* ENTRIES SHOWN
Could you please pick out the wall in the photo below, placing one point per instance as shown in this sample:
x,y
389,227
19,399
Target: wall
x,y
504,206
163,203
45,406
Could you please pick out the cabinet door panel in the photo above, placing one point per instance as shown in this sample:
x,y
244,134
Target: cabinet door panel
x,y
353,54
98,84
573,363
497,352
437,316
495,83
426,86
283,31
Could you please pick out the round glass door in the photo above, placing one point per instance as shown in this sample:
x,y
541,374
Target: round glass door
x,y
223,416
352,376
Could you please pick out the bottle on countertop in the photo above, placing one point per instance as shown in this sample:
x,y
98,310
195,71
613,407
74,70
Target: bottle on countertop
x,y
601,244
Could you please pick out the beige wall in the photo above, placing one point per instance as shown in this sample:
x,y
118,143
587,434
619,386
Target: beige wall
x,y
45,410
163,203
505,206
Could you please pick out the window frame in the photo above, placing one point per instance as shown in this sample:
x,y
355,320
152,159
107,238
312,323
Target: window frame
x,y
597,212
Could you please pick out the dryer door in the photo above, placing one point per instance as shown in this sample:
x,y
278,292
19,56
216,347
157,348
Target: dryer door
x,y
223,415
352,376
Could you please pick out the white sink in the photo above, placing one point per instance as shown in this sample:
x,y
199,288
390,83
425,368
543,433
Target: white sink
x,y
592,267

* GOAL
Write out all of the records once more, exactly.

* THE RESULT
Could you please pick out the wall in the photo below, placing one point per instance as shown in this sample:
x,y
389,227
19,399
Target: wall
x,y
504,206
163,203
45,406
Could you please pick out the cabinet door panel in the photo above, placing one point per instance as shown in this sample:
x,y
244,134
Target: cabinet door panel
x,y
353,54
98,84
573,363
497,352
437,316
495,83
426,86
283,31
Could you please pick out the round glass door in the photo above, placing one point per instance as shown in this sample:
x,y
541,374
Target: round glass door
x,y
223,416
352,376
Could you please pick out the bottle on countertop in the photo above, placing one point per instance as shown in this sample:
x,y
98,310
195,71
613,407
74,70
Target: bottle on countertop
x,y
601,244
Could you please pick out the beige wall in the photo above, placing one point per instance as shown in this sample:
x,y
118,143
587,434
619,386
Target: beige wall
x,y
45,410
163,203
505,206
Could you please pick out the window frame in the photo above, placing one point per instance as shown in this sample:
x,y
355,320
152,159
107,238
312,323
Target: window frame
x,y
597,212
Could you please pick out the dryer door in the photo above, placing one point per instance as shown in this sample:
x,y
278,292
19,56
216,347
157,348
Target: dryer door
x,y
223,415
352,376
Could you please pick out the white sink in the photo above, placing one point per instance as shown in this sample:
x,y
199,288
390,83
425,368
543,433
Target: white sink
x,y
592,267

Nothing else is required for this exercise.